Segment Start: Page text

Jones v. United States

529 U.S. 848

 

RULE:

It is a federal crime to damage or destroy, by means of fire or an explosive, any property used in interstate or foreign commerce or in any activity affecting interstate or foreign commerce. An owner-occupied residence not used for any commercial purpose does not qualify as property "used in" commerce or commerce-affecting activity, and an arson of such a dwelling, therefore, is not subject to federal prosecution.

FACTS:

Appellant threw a Molotov cocktail through a window into a home owned and occupied by his cousin. Appellant was subsequently convicted of arson and his conviction was affirmed. The Supreme Court then granted cer. and on appeal, he argued the statute did not apply to buildings not used for commercial purposes, and challenged the constitutionality of such an application. The government argued that the residence was "used" in the "activity" of receiving natural gas, a mortgage, and an insurance policy.

Segment End: Page text
Segment Start: Extracted data

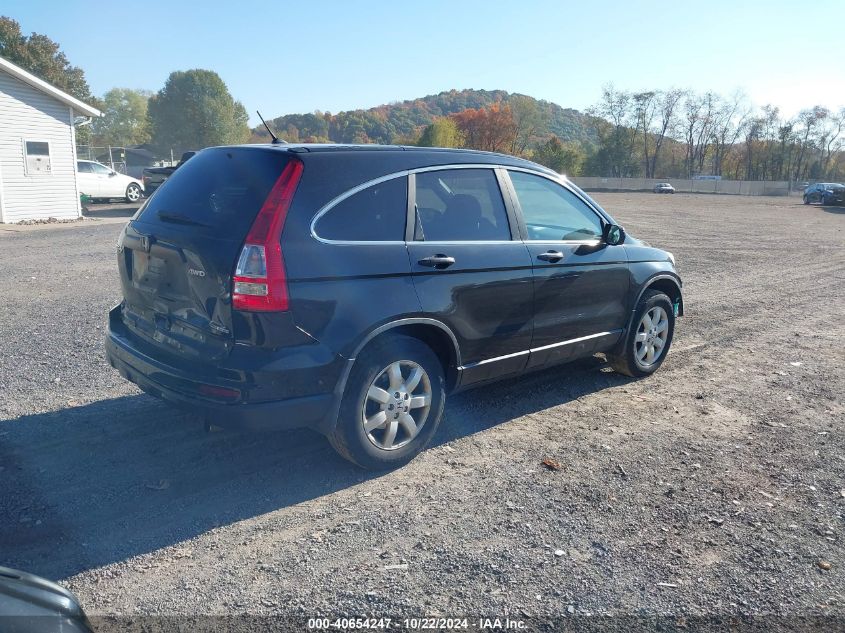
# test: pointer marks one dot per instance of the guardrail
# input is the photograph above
(728, 187)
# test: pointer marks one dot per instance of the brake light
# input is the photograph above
(260, 283)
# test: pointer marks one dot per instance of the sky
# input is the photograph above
(285, 57)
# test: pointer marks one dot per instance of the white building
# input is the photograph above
(37, 147)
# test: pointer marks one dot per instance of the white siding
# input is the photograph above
(27, 113)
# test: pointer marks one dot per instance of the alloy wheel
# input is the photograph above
(652, 333)
(397, 404)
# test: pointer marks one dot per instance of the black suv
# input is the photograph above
(826, 193)
(350, 288)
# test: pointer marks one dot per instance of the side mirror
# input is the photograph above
(613, 234)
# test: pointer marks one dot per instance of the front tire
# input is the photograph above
(392, 404)
(648, 340)
(133, 193)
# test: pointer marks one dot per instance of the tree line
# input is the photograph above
(671, 133)
(683, 134)
(193, 109)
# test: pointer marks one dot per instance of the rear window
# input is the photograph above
(374, 214)
(219, 190)
(460, 205)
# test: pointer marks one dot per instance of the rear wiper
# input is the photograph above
(178, 218)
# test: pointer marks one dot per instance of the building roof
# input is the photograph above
(39, 84)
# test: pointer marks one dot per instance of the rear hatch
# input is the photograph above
(177, 256)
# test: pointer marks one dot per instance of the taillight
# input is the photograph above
(260, 283)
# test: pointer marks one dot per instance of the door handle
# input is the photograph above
(437, 261)
(550, 256)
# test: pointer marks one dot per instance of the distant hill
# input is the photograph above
(403, 121)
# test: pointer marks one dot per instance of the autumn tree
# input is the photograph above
(193, 110)
(124, 121)
(528, 120)
(42, 57)
(490, 129)
(564, 158)
(443, 132)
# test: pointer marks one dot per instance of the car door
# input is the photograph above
(580, 282)
(108, 183)
(87, 180)
(469, 268)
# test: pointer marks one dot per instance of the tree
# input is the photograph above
(528, 121)
(490, 129)
(124, 121)
(193, 110)
(564, 158)
(667, 104)
(616, 143)
(443, 132)
(809, 120)
(42, 57)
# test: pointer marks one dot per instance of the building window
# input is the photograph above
(37, 158)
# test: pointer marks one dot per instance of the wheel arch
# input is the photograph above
(432, 332)
(669, 285)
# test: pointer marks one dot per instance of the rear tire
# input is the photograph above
(378, 429)
(133, 193)
(648, 339)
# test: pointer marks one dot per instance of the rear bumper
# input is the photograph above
(182, 389)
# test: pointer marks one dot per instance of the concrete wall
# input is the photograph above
(731, 187)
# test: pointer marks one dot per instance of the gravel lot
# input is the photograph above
(716, 486)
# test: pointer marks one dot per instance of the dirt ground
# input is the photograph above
(714, 487)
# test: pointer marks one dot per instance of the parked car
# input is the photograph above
(30, 604)
(154, 177)
(98, 182)
(827, 193)
(350, 289)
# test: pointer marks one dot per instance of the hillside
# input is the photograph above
(403, 121)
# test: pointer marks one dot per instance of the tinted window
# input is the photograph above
(219, 190)
(374, 214)
(460, 205)
(552, 212)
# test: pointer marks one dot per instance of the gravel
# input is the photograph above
(712, 488)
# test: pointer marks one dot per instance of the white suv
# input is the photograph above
(98, 181)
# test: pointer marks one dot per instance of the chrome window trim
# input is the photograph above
(566, 242)
(540, 349)
(348, 194)
(400, 174)
(563, 181)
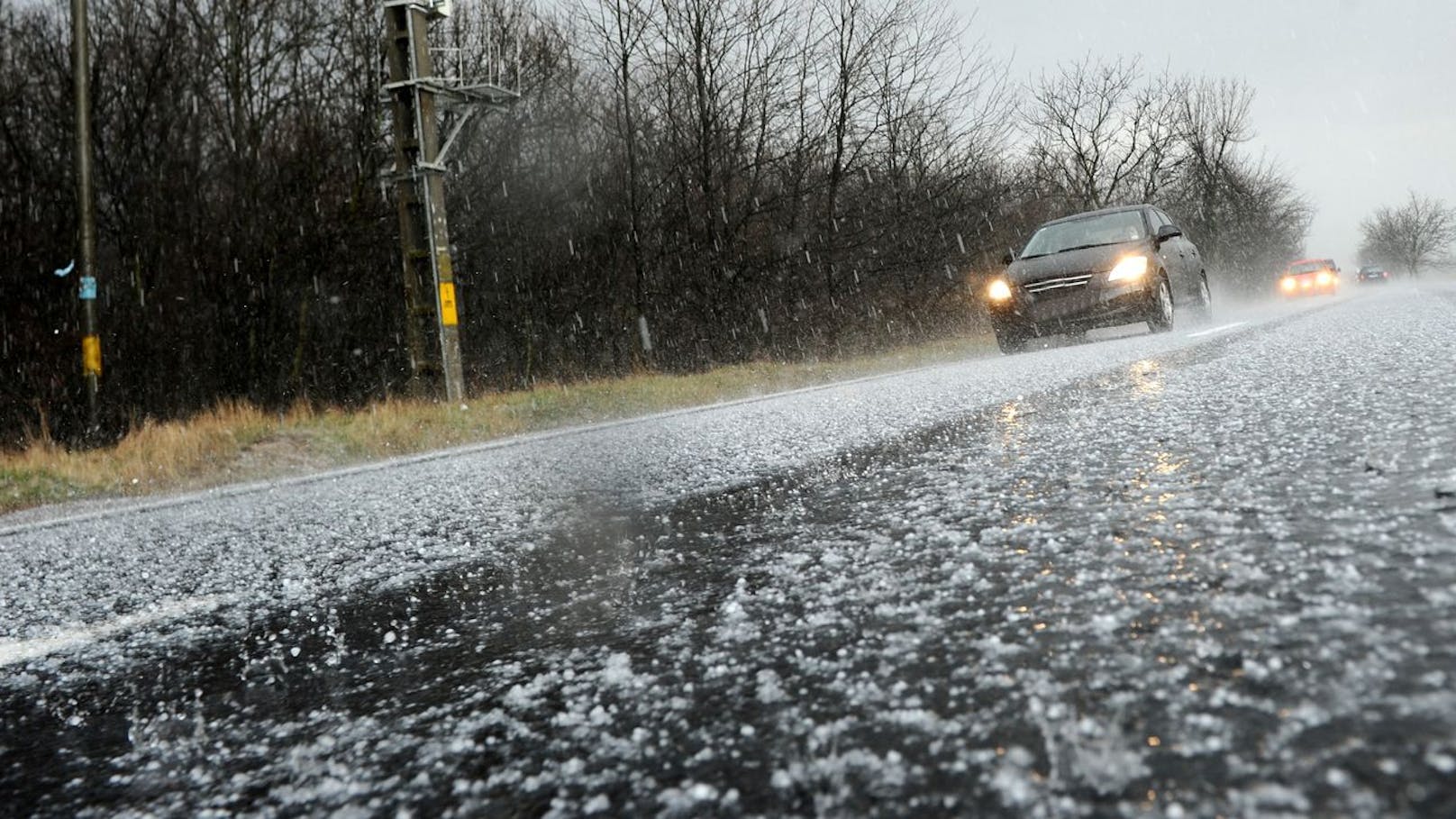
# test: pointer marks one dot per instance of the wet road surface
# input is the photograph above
(1178, 576)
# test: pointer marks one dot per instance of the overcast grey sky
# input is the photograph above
(1356, 98)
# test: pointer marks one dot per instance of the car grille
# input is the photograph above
(1061, 283)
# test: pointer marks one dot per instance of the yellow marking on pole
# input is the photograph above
(447, 309)
(91, 354)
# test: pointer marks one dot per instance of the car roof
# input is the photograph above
(1106, 210)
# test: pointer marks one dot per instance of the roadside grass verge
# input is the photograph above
(238, 441)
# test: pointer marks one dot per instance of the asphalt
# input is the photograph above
(1184, 575)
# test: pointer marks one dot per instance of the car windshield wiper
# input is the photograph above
(1092, 245)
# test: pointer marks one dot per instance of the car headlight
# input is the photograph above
(1130, 268)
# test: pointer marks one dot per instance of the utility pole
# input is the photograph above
(416, 94)
(86, 207)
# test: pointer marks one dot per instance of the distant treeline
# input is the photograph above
(682, 184)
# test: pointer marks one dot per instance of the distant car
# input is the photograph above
(1101, 268)
(1309, 278)
(1372, 274)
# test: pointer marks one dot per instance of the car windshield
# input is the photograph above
(1089, 232)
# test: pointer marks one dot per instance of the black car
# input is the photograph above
(1373, 274)
(1101, 268)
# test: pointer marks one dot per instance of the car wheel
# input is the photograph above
(1203, 311)
(1011, 341)
(1160, 320)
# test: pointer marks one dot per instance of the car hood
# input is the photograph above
(1070, 262)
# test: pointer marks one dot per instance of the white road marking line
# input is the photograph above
(14, 651)
(1212, 330)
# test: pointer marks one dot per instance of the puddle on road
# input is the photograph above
(1016, 639)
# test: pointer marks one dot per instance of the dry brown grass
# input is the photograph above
(238, 441)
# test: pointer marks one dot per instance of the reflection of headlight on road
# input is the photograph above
(1132, 268)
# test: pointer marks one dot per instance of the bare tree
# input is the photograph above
(1104, 132)
(1411, 236)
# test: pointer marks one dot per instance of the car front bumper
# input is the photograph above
(1089, 306)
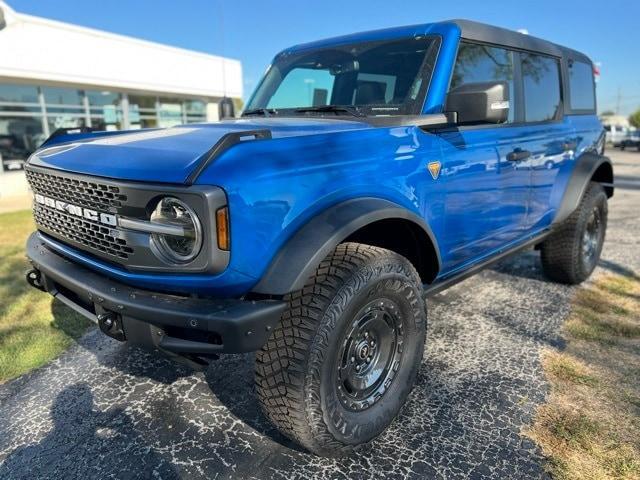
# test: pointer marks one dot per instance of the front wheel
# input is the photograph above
(341, 363)
(571, 253)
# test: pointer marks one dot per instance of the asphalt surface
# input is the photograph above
(103, 410)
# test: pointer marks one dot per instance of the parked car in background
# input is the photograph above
(616, 134)
(631, 141)
(367, 172)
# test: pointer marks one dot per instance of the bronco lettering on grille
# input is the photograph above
(78, 211)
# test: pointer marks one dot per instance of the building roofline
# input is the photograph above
(17, 17)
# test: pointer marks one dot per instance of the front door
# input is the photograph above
(487, 181)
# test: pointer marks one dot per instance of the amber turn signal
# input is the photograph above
(222, 227)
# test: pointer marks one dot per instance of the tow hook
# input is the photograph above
(111, 325)
(34, 278)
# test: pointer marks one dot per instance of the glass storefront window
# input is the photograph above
(19, 98)
(196, 111)
(18, 93)
(169, 112)
(195, 107)
(142, 111)
(63, 96)
(106, 110)
(65, 121)
(19, 137)
(68, 107)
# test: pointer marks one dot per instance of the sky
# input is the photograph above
(253, 31)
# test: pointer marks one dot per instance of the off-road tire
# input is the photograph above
(563, 254)
(295, 371)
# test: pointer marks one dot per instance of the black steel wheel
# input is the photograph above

Segment End: Extracted data

Set of tasks:
a – Answer these from the Jones v. United States case brief:
(i) By what means must property be damaged or destroyed to make it a federal crime under the rule?
(ii) Who owned and occupied the home the appellant targeted?
(iii) In what three things did the government argue the residence was "used"?
b – Carry the Jones v. United States case brief forward from its last sentence.
The entries have nothing to do with the Jones v. United States case brief.

Task answers:
a –
(i) By means of fire or an explosive.
(ii) The appellant's cousin.
(iii) Receiving natural gas, a mortgage, and an insurance policy.

b –
ISSUE:

Did the federal arson statute cover the arson of an owner-occupied dwelling not occupied for any commercial purpose?

ANSWER:

No.

CONCLUSION:

In unanimously reversing the appellant's conviction, the Supreme Court held that the provision covered only property currently used in commerce or in an activity affecting commerce and an owner-occupied residence not used for any commercial purpose did not qualify.